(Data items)

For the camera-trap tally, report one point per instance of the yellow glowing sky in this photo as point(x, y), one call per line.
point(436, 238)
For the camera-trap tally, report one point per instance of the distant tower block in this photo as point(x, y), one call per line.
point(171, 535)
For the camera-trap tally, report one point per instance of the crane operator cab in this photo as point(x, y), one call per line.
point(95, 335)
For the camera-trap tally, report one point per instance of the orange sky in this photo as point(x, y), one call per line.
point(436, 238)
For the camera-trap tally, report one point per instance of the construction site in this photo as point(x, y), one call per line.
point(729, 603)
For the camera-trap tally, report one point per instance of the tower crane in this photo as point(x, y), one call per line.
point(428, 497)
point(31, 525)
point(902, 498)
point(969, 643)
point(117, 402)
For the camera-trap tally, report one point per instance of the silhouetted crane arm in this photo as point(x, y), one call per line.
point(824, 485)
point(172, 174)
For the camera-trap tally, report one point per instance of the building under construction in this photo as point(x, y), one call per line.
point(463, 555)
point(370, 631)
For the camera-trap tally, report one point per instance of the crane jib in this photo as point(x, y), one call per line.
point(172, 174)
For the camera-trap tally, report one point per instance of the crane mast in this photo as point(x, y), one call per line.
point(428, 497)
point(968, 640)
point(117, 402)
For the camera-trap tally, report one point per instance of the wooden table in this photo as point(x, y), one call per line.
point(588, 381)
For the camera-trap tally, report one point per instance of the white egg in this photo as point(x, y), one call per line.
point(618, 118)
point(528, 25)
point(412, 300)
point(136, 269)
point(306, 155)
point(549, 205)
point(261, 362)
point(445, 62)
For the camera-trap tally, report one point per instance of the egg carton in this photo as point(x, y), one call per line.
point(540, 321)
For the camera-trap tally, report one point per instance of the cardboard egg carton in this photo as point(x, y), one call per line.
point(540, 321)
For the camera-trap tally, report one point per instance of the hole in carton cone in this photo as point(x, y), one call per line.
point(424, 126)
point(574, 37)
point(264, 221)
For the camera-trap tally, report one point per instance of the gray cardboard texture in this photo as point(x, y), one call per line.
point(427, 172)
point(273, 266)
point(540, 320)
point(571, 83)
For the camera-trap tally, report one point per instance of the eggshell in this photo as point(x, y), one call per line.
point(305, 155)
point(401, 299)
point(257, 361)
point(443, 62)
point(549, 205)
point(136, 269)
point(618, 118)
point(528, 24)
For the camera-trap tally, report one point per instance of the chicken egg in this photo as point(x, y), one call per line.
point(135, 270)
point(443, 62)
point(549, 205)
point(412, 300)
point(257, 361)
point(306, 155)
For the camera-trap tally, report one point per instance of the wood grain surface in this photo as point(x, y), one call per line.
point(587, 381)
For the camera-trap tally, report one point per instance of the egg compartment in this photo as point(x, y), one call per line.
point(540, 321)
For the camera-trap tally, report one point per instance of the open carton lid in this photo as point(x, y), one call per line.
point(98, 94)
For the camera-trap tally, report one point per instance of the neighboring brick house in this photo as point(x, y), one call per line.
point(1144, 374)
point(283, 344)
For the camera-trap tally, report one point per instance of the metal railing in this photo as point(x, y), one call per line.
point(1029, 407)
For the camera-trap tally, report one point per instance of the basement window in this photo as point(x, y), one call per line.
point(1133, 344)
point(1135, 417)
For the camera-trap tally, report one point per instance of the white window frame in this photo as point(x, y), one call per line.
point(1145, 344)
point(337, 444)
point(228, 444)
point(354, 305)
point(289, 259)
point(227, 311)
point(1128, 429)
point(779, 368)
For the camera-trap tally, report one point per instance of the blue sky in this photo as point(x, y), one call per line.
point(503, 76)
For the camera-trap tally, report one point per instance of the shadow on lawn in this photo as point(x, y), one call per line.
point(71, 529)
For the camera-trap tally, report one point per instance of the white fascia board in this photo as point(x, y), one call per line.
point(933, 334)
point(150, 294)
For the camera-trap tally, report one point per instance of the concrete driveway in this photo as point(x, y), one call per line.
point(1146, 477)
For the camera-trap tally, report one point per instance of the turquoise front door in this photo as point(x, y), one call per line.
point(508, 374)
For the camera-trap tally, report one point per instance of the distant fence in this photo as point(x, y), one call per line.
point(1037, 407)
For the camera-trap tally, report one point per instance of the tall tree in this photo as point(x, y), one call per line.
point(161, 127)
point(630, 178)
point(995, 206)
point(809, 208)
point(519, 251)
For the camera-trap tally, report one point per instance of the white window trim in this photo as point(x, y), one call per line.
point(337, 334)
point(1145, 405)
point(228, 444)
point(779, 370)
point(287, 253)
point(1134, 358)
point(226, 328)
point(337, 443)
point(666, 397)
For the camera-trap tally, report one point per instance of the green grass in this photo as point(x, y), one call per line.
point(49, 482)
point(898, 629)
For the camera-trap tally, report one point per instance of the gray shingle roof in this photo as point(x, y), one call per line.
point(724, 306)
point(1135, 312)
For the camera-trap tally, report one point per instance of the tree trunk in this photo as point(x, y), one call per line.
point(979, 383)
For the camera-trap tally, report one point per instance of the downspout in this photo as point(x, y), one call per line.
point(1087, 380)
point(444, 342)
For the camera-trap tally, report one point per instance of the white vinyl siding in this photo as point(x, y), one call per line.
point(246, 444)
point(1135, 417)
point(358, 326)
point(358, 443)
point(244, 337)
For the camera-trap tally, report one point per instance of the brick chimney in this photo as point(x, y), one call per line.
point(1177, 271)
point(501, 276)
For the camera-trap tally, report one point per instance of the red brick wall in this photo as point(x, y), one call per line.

WRITTEN REQUEST » Please reproduce, word for word, the lines of the records from the line with "of the open" up to and including the line with "point(503, 76)".

COMPLETED EXERCISE »
For the camera-trap tally, report one point per instance of the open carton lid in this photo as point(x, y), one call per line.
point(98, 94)
For the camera-trap tally, report one point per instance of the neighboring brick house in this photo as point(x, y), one call per line.
point(1144, 374)
point(283, 344)
For the camera-trap tally, report one point per instance of the metal railing in this photo as point(x, y), one call per line.
point(1029, 407)
For the camera-trap tally, report one point per instance of the basement window in this photo as point(x, y), one call per line.
point(1133, 344)
point(1135, 417)
For the camera-trap tally, report one point per instance of the white window frame in this photo as point(x, y), one call per line.
point(1145, 344)
point(337, 444)
point(228, 444)
point(354, 305)
point(289, 259)
point(227, 311)
point(1128, 429)
point(779, 368)
For the camera-trap tally, report one point per instance of the blue sky in this photo as point(x, y), one call per line.
point(503, 76)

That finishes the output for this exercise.